Lorsque l’ironie devient cynisme

Com­men­çons par nous poser la ques­tion sui­vante : le cynisme est-il appa­ren­té au sérieux ou à l’ironie ? Dio­gène est-il sérieux ou est-il iro­nique lorsqu’il brise son écuelle en regret­tant de conser­ver encore du super­flu, ou lorsqu’il se pro­mène dans Athènes à midi avec une lan­terne en décla­rant cher­cher un homme ? A pre­mière vue il est clair que Dio­gène est sérieux — à la rigueur hyper­bo­lique — et pré­tend ain­si bel et bien com­mu­ni­quer que pos­sé­der quoi que ce soit est un luxe, et qu’il est dif­fi­cile de trou­ver un homme digne de ce nom à Athènes même en plein jour. Mais à y regar­der de plus près, le sérieux de Dio­gène et du cynique en géné­ral ne relève-t- il pas plus fon­da­men­ta­le­ment d’une sorte d’auto-dérision iro­nique ? Envi­sa­geons, par exemple, cet incipit :

(73) Autant que vous le sachiez tout de suite : j’écris ce livre pour l’argent. Ce tra­vail, si par extra­or­di­naire je le ter­mine, hor­mis les chèques qu’il m’aura per­mis d’arracher à M. Combe, édi­teur, ne pour­ra rien appor­ter à qui­conque. Au mieux, il appren­dra à quelques amis per­dus de vue ce que je suis deve­nu et me vau­dra deux ou trois lettres aux­quelles je ne répon­drai pas. (Frank, Je ferai comme si je n’étais pas là)

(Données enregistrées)
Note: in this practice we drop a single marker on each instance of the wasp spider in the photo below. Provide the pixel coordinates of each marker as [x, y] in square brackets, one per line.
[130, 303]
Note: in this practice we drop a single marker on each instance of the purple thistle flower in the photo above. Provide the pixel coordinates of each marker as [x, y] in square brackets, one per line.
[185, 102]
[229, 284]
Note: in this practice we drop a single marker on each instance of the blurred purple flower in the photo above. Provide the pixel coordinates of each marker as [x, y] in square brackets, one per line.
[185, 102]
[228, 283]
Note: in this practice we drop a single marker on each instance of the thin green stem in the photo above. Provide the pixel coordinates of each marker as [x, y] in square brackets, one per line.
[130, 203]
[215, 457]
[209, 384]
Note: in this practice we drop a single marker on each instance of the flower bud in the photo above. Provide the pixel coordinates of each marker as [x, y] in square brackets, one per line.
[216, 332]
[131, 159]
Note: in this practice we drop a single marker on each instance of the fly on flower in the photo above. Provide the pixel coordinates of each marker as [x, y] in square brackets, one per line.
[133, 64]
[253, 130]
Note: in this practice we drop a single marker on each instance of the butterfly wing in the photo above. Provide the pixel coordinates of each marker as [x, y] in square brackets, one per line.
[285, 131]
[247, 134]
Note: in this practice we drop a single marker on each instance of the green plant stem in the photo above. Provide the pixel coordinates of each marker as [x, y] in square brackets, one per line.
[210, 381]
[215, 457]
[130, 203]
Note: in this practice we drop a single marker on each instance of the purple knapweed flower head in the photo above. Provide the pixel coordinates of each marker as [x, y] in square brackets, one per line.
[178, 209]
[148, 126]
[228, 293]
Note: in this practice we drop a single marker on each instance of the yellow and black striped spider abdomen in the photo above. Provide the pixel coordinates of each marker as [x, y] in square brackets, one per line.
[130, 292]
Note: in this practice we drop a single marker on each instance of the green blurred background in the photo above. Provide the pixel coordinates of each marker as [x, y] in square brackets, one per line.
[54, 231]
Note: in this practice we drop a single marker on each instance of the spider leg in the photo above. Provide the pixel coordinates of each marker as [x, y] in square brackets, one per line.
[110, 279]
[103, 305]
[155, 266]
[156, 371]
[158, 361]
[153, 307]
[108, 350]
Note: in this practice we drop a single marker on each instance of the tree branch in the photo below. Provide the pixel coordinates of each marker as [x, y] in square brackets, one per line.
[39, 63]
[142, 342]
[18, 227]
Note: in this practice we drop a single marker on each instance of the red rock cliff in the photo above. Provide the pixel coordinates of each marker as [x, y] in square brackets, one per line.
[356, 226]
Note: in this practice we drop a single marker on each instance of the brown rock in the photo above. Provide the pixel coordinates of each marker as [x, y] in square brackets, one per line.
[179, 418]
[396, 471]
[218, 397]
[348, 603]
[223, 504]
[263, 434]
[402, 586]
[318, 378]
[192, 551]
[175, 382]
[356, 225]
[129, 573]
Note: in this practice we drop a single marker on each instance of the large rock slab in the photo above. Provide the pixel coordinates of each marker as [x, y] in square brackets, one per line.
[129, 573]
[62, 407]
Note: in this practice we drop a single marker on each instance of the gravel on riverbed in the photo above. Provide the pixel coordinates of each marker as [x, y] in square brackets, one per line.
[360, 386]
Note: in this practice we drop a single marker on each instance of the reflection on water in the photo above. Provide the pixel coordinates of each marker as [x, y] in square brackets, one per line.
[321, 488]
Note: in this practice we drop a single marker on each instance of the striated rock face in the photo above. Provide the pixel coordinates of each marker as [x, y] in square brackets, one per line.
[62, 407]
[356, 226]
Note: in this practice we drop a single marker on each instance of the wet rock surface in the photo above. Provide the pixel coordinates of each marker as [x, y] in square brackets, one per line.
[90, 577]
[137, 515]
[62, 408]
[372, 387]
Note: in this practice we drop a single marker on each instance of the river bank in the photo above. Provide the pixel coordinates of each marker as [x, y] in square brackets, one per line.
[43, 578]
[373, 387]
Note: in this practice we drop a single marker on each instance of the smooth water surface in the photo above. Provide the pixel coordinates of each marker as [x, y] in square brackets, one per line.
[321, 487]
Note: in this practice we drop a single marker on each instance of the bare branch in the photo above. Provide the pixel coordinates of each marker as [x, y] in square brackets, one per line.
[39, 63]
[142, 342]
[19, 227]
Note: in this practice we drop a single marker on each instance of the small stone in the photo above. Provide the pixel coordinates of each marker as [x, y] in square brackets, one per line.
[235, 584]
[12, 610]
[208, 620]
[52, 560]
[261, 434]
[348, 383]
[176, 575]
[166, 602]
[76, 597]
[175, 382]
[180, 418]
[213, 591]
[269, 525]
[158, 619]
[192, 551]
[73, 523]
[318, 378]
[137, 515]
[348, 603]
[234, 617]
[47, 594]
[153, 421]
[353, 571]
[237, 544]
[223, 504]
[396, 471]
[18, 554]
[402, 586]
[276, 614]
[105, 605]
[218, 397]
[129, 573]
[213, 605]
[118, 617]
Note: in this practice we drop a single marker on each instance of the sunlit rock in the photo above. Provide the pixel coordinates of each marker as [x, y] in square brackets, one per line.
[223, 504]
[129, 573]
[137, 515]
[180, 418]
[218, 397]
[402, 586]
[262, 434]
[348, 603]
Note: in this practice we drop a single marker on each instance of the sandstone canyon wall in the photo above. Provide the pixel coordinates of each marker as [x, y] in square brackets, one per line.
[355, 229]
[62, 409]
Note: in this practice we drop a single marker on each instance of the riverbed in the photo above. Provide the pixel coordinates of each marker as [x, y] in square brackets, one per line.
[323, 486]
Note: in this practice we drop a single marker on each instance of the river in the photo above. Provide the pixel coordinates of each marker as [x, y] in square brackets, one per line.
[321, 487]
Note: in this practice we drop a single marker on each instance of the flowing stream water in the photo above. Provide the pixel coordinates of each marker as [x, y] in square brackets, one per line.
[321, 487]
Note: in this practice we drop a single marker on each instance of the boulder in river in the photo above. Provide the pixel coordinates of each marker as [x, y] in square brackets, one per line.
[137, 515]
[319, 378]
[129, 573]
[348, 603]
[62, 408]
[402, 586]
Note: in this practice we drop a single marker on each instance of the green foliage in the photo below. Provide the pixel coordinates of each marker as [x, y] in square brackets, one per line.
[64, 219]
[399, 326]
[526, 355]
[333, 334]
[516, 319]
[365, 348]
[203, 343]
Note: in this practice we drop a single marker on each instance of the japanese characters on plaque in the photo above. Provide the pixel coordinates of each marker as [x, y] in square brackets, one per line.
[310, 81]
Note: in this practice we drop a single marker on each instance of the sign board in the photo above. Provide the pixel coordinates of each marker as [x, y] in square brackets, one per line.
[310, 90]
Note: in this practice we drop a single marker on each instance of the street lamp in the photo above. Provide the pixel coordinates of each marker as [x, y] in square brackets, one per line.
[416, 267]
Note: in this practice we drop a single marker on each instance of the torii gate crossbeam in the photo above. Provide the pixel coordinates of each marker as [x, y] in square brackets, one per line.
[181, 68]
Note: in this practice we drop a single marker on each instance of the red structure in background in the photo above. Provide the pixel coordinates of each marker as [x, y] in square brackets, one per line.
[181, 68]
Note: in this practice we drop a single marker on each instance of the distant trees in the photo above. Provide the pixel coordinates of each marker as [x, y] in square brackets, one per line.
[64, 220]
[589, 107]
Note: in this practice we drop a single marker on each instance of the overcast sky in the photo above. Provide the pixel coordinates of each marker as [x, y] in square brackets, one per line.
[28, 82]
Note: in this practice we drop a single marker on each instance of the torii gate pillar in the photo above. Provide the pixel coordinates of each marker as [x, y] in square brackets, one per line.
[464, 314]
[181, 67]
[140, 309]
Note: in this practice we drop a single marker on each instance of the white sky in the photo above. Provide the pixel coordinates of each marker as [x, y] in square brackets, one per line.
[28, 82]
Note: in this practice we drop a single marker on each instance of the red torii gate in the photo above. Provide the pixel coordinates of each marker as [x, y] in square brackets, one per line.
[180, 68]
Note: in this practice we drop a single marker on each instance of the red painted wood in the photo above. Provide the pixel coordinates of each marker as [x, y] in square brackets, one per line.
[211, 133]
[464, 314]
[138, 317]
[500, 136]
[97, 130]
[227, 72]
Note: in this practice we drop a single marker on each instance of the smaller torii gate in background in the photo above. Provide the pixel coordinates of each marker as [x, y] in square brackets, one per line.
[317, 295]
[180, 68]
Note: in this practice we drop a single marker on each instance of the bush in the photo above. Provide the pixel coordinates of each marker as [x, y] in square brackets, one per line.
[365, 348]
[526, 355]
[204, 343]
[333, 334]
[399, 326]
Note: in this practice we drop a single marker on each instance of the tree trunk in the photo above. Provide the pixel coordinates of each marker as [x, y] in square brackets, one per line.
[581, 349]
...
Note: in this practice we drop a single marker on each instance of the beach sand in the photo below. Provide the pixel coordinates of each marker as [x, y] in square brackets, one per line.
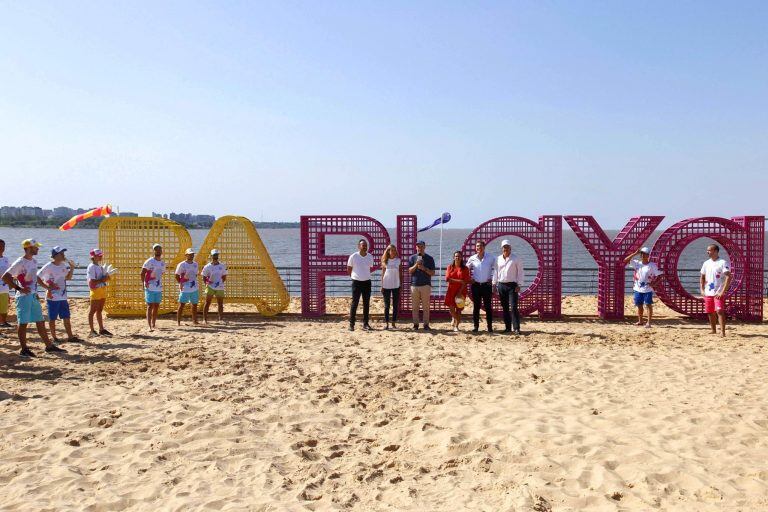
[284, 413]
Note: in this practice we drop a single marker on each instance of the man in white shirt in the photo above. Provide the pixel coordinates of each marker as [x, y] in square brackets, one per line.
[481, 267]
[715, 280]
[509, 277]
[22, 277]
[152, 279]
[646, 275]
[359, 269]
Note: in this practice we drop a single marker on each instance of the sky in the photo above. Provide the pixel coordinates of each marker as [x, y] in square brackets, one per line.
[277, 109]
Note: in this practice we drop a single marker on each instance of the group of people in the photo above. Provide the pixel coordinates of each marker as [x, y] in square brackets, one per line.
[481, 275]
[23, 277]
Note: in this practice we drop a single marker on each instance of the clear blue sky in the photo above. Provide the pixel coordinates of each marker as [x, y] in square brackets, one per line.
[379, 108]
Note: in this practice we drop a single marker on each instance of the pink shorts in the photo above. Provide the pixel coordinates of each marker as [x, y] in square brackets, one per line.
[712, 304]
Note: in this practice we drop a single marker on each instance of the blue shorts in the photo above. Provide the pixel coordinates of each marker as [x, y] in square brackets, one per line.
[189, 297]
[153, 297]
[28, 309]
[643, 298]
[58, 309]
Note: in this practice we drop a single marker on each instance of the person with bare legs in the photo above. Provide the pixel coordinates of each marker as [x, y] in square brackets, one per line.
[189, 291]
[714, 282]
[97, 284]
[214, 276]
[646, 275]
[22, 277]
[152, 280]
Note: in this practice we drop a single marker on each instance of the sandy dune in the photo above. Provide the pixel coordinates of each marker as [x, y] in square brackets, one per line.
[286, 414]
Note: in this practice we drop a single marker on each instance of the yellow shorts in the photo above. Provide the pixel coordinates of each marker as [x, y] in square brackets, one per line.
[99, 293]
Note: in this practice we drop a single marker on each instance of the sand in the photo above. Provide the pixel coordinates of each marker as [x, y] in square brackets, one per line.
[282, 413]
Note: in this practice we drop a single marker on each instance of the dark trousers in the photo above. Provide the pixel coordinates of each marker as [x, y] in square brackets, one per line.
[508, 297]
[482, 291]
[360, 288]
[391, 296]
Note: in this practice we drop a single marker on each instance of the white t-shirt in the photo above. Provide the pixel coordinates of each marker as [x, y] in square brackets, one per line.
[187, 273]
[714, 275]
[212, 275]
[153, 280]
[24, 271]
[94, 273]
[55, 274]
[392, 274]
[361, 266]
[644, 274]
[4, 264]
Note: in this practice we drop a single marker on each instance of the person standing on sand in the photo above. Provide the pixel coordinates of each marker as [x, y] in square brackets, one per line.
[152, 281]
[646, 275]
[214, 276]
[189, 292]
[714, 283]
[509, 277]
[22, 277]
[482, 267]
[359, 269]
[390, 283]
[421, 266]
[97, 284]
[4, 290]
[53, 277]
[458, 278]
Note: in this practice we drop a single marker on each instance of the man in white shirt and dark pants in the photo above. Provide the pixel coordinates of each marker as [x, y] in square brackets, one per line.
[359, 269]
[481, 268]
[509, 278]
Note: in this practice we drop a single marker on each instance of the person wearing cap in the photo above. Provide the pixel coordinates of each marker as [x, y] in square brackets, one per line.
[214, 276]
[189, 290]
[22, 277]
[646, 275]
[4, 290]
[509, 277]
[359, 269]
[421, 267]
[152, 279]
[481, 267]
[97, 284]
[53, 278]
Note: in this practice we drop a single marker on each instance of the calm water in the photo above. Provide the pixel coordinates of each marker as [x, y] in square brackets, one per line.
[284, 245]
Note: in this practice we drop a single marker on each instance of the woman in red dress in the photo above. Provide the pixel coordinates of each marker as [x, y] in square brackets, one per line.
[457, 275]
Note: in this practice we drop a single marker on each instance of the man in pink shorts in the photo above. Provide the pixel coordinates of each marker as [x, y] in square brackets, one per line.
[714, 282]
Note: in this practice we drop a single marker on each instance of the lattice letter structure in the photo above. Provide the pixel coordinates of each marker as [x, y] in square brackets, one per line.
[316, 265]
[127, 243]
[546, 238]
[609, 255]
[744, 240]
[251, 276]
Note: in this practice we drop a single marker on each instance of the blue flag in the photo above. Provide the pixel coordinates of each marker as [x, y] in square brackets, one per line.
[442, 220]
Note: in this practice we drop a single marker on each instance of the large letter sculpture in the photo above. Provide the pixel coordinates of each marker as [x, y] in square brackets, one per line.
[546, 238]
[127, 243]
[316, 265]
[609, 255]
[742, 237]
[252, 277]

Consigne A: D'après le texte sur le cynisme, avec quel objet Diogène se promène-t-il dans Athènes à midi ?
Consigne B: Traduisez en anglais cette phrase du texte sur le cynisme : « Autant que vous le sachiez tout de suite : j’écris ce livre pour l’argent. »
Répondez en vous fondant uniquement sur le texte sur le cynisme.

Corrigé A: Avec une lanterne.

Corrigé B: You may as well know right away: I am writing this book for the money.